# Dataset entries
↓↓↓
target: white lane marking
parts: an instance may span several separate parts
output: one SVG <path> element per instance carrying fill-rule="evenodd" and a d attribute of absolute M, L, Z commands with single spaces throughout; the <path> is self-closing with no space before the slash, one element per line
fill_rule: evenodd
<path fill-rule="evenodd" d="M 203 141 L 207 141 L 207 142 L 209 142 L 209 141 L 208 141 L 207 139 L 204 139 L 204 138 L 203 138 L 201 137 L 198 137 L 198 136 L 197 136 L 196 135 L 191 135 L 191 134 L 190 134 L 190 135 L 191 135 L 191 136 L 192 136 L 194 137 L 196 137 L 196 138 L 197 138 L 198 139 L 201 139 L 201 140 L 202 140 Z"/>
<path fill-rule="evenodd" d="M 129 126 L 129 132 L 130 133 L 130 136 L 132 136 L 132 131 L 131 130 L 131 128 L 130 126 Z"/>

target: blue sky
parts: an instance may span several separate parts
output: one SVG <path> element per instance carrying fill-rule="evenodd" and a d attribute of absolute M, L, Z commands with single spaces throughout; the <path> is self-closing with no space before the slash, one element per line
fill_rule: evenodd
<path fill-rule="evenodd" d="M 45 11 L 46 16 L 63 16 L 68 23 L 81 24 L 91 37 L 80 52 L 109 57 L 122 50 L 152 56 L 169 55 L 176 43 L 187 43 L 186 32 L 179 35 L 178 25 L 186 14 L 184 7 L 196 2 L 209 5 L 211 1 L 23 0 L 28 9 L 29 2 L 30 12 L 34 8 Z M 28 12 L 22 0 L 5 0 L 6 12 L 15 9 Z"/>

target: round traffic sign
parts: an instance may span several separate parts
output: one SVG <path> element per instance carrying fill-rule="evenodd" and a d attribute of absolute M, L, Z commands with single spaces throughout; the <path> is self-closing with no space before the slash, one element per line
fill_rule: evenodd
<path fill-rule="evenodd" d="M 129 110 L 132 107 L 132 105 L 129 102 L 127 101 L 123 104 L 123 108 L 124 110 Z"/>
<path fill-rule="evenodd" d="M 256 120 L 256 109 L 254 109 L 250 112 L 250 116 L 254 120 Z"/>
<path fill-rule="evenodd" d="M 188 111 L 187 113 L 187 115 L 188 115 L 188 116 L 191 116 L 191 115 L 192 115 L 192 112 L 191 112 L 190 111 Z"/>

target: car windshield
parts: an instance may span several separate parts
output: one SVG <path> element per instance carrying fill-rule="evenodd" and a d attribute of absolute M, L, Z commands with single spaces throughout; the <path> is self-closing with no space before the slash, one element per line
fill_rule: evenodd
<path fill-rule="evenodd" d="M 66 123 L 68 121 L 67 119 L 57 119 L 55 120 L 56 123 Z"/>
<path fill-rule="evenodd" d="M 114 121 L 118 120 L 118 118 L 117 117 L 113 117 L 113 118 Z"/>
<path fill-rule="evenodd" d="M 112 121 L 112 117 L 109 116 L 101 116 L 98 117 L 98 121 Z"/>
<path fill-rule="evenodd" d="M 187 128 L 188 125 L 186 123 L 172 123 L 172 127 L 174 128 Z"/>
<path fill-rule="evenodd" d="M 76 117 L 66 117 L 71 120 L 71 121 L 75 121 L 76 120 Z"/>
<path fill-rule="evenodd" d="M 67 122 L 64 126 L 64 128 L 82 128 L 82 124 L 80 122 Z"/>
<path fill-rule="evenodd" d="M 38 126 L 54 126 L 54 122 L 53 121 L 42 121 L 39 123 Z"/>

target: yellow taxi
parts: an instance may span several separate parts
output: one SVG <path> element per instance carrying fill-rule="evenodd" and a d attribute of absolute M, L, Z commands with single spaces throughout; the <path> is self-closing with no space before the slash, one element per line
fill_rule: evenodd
↑↑↑
# Brief
Put every line of the material above into a JSON list of strings, one string per line, and leave out the blank lines.

# Reply to the task
[
  "target: white lane marking",
  "parts: an instance may span several separate parts",
  "output: one SVG <path> element per instance carrying fill-rule=\"evenodd\" and a d attribute of absolute M, L, Z commands with single spaces throughout; the <path> is self-closing with no space before the slash, one element per line",
  "fill_rule: evenodd",
  "<path fill-rule=\"evenodd\" d=\"M 203 141 L 207 141 L 207 142 L 209 142 L 209 141 L 208 141 L 207 139 L 204 139 L 204 138 L 203 138 L 201 137 L 198 137 L 198 136 L 197 136 L 196 135 L 191 135 L 191 134 L 190 134 L 190 135 L 191 135 L 191 136 L 192 136 L 194 137 L 196 137 L 196 138 L 197 138 L 198 139 L 201 139 L 201 140 L 202 140 Z\"/>",
  "<path fill-rule=\"evenodd\" d=\"M 129 126 L 129 132 L 130 133 L 130 136 L 132 136 L 132 131 L 131 130 L 131 128 L 130 126 Z\"/>",
  "target: blue sky",
  "parts: an instance may span several separate parts",
  "output: one SVG <path> element per instance carrying fill-rule=\"evenodd\" and a d attribute of absolute M, L, Z commands with single spaces throughout; the <path> is self-closing with no space before the slash, one element per line",
  "fill_rule: evenodd",
  "<path fill-rule=\"evenodd\" d=\"M 45 11 L 46 16 L 63 16 L 68 23 L 81 24 L 91 37 L 80 52 L 109 57 L 122 50 L 152 56 L 169 55 L 176 43 L 187 43 L 186 32 L 179 35 L 178 25 L 186 14 L 184 7 L 196 2 L 209 5 L 211 1 L 23 0 L 28 9 L 29 2 L 30 12 L 34 8 Z M 28 12 L 22 0 L 5 0 L 6 12 L 15 9 Z\"/>",
  "target: round traffic sign",
  "parts: an instance may span several separate parts",
  "output: one SVG <path> element per instance carrying fill-rule=\"evenodd\" and a d attribute of absolute M, L, Z commands with single spaces throughout; the <path> is self-closing with no space before the slash, one element per line",
  "fill_rule: evenodd",
  "<path fill-rule=\"evenodd\" d=\"M 129 110 L 132 107 L 132 105 L 129 102 L 127 101 L 123 104 L 123 108 L 124 110 Z\"/>",
  "<path fill-rule=\"evenodd\" d=\"M 256 120 L 256 109 L 254 109 L 250 112 L 250 116 L 254 120 Z\"/>",
  "<path fill-rule=\"evenodd\" d=\"M 188 111 L 187 113 L 187 115 L 188 115 L 188 116 L 191 116 L 191 115 L 192 115 L 192 112 L 191 112 L 190 111 Z\"/>",
  "target: car windshield",
  "parts: an instance may span several separate parts",
  "output: one SVG <path> element per instance carrying fill-rule=\"evenodd\" and a d attribute of absolute M, L, Z commands with single spaces throughout; the <path> is self-closing with no space before the slash, one element per line",
  "fill_rule: evenodd",
  "<path fill-rule=\"evenodd\" d=\"M 66 123 L 68 121 L 67 119 L 57 119 L 55 120 L 56 123 Z\"/>",
  "<path fill-rule=\"evenodd\" d=\"M 114 121 L 118 120 L 118 118 L 117 117 L 113 117 L 113 118 Z\"/>",
  "<path fill-rule=\"evenodd\" d=\"M 112 121 L 112 117 L 109 116 L 101 116 L 98 117 L 98 121 Z\"/>",
  "<path fill-rule=\"evenodd\" d=\"M 187 128 L 188 125 L 186 123 L 172 123 L 172 127 L 174 128 Z\"/>",
  "<path fill-rule=\"evenodd\" d=\"M 76 117 L 66 117 L 71 120 L 71 121 L 75 121 L 76 120 Z\"/>",
  "<path fill-rule=\"evenodd\" d=\"M 67 122 L 64 126 L 64 128 L 82 128 L 82 124 L 80 122 Z\"/>",
  "<path fill-rule=\"evenodd\" d=\"M 38 126 L 54 126 L 54 122 L 53 121 L 42 121 L 39 123 Z\"/>",
  "target: yellow taxi",
  "parts: an instance may span several separate parts",
  "output: one SVG <path> element per instance carrying fill-rule=\"evenodd\" and a d attribute of absolute M, L, Z commands with single spaces throughout; the <path> is self-closing with no space before the slash, one element per line",
  "fill_rule: evenodd"
]